===== Document excerpt =====

Monday, January 31, 2005
Old Bert is turning over in his grave--or howling with laughter.
Today, in the NY Times: Republicans use Shakespeare to train CEOs to kick ass. Guess which play they use?
bridge and tunnel, clubs and vision
Unfortunately, Bridge and Tunnel never rose to the level of Ms. Jones' talents. And so, sadly, the production ended up not being about the immigrants whose stories Ms. Jones purports to represent and honor, but about Sarah Jones' virtuosity, her ability to whip through 14 different nationalities' accents at the drop of a jacket.
Part of the problem was the format. In Bridge and Tunnel, a group of immigrants, who had originally found each other over a chat room, come together for an annual poetry reading in Queens. They all come forward and read a poem, or tell a story--most of the time, quite briefly. We weren't allowed to get to know any of the characters too well--barring a Mexican union-organizer and a Chinese mother-turned-gay-marriage-activist--the evening was not so much a revelation of the immigrant experience through a collage of rich characterizations, but instead a revue, skating over pretty well-known tropes about the immigrant experience in America. (I can't even remember the characters' names--it's not surprising that people just refer to them as "the Vietnamese guy" or "the Jamaican woman.")
The prodution never coalesced--the pieces never added up. We saw no conflict--between characters, within characters, or against anyone other than the faceless Opressor. Even though all the characters were in the same room, we saw little to no drama happening onstage.
It was a feel good show, and didn't make us have to think too hard, or work too hard, or face ourselves, or challenge us. The Berkeley audiences ate it up, and went home feeling great about Sarah Jones, and about themselves. "Did you see how her hands shook as the old Jewish lady, while she still managed to keep talking?" Yeah, I did. I heard Surface Transit was better--but I doubt she'll revive it. Bridge and Tunnel is going to Broadway.
Saturday, January 29, 2005
The Medora Musical, Part Four
It was only two years of Theodore Roosevelt’s life. “He stopped to take a piss” joke the actors in The Medora Musical. They then quickly backpedal, reciting chapter and verse the accepted legend of TR’s transformation in Dakota, which follows as thus:
Teddy Roosevelt began his adult life a whiny, flamboyant rich boy, left sickly from a hothouse childhood battling asthma. His intelligence, however, combined with his family’s wealth to ensure a promising future. By the age of 26 he had published an authoritative naval history, and hacked his way into the New York State Senate, where he distinguished himself with his extensive connections, aggressive opinions, dandy dress, pretentious vocabulary and shrill voice.
Tragedy struck this charmed life. Teddy’s young wife Alice gave birth to their first child; and two days later, on February 14th—the fourth anniversary of their engagement—both she and Roosevelt’s mother died within hours of each other in the same house. That night, Roosevelt drew a large cross in his diary, writing beneath it: “the light has gone out of my life.”

===== Record list =====

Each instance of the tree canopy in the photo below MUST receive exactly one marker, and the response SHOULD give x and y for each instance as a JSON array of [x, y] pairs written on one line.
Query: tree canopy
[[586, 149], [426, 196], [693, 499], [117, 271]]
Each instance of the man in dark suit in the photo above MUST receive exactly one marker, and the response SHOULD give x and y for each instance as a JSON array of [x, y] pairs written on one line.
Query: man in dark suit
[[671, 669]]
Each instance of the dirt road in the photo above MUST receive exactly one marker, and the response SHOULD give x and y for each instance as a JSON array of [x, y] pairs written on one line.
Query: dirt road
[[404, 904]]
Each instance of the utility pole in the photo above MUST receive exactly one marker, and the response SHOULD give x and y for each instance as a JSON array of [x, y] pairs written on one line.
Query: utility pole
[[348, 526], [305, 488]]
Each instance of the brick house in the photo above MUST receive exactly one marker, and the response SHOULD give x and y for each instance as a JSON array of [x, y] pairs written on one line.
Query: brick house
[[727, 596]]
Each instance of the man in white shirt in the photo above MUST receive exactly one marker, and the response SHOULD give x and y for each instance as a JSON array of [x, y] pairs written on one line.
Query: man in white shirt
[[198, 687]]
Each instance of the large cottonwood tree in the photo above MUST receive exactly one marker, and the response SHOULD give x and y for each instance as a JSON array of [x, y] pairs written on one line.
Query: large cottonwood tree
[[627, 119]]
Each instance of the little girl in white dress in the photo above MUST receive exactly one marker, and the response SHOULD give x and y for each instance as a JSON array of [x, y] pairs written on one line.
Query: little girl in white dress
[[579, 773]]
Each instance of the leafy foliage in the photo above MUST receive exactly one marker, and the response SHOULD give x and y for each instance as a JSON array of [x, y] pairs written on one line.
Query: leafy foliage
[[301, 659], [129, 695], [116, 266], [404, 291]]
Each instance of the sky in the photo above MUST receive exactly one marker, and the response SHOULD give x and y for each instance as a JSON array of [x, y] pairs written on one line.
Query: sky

=====

What is expected
According to the blog excerpt above, what traits did Theodore Roosevelt distinguish himself with in the New York State Senate? List them all.

Response below
- Extensive connections
- Aggressive opinions
- Dandy dress
- Pretentious vocabulary
- Shrill voice